Task input section start

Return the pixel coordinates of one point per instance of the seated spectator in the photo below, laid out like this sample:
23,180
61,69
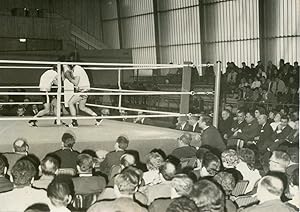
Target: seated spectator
247,169
67,154
126,185
23,173
182,204
269,190
49,166
5,184
248,133
208,196
210,135
60,194
163,189
153,162
276,121
184,150
20,149
38,207
225,124
126,160
113,157
86,183
230,160
228,183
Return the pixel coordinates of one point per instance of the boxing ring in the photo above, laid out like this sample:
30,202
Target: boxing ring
86,133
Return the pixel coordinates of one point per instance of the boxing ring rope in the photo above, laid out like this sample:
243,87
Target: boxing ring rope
118,92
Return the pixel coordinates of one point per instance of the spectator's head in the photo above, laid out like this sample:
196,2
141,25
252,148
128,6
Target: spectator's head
284,121
240,116
127,182
20,145
3,165
23,172
229,158
279,161
211,164
262,119
269,188
248,156
68,140
127,160
60,193
154,160
208,196
181,185
38,207
226,181
121,143
184,140
205,121
249,117
167,171
277,117
193,120
49,165
85,163
182,204
225,114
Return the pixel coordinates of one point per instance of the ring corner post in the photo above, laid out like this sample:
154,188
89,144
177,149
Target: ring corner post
217,94
58,104
185,87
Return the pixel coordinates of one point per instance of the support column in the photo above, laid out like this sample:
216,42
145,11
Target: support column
217,94
185,86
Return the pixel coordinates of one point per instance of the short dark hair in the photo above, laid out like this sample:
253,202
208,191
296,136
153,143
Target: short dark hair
68,139
50,164
3,164
59,190
85,162
208,196
207,120
122,142
20,145
23,172
182,204
38,207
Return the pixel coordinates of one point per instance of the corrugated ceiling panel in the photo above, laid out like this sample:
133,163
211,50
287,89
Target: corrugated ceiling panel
138,31
180,26
111,34
135,7
109,9
173,4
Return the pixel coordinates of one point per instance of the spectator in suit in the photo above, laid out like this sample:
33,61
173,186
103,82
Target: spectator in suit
67,154
113,157
20,149
23,173
184,150
248,133
49,166
126,185
269,190
86,183
60,192
266,134
5,184
225,123
210,135
208,196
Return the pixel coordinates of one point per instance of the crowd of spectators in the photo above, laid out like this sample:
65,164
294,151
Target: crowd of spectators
250,162
269,84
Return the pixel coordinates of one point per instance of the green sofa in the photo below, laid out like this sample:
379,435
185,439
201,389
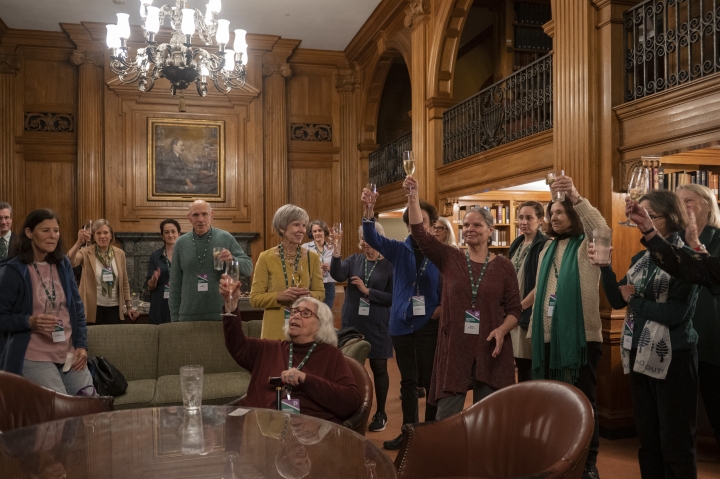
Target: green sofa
150,356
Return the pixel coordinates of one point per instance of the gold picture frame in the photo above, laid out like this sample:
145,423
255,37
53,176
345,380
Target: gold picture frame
186,159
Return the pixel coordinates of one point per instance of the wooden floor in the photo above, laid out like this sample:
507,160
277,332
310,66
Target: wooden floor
616,460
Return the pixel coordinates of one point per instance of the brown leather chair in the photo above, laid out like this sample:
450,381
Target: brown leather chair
24,403
358,421
535,429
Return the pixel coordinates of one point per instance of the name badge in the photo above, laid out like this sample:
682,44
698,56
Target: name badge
364,307
628,326
418,305
290,405
551,305
472,321
59,333
107,275
202,282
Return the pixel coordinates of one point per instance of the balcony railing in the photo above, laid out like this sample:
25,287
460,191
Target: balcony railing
386,162
668,43
517,106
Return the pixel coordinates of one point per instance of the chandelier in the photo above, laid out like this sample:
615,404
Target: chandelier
178,60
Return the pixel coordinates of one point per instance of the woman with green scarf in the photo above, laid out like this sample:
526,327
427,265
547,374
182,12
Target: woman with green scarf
104,286
565,327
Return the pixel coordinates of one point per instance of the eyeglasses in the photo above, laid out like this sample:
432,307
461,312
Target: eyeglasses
305,313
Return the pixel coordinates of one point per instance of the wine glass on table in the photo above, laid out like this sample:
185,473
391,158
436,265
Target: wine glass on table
409,166
639,185
232,270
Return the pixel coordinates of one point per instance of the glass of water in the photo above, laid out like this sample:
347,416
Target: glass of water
191,386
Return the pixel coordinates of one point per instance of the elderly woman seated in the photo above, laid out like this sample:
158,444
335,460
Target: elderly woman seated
315,373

Task input section end

= Work task =
Count the lines in the records that contain the word "below", and give only that number.

= Reply =
2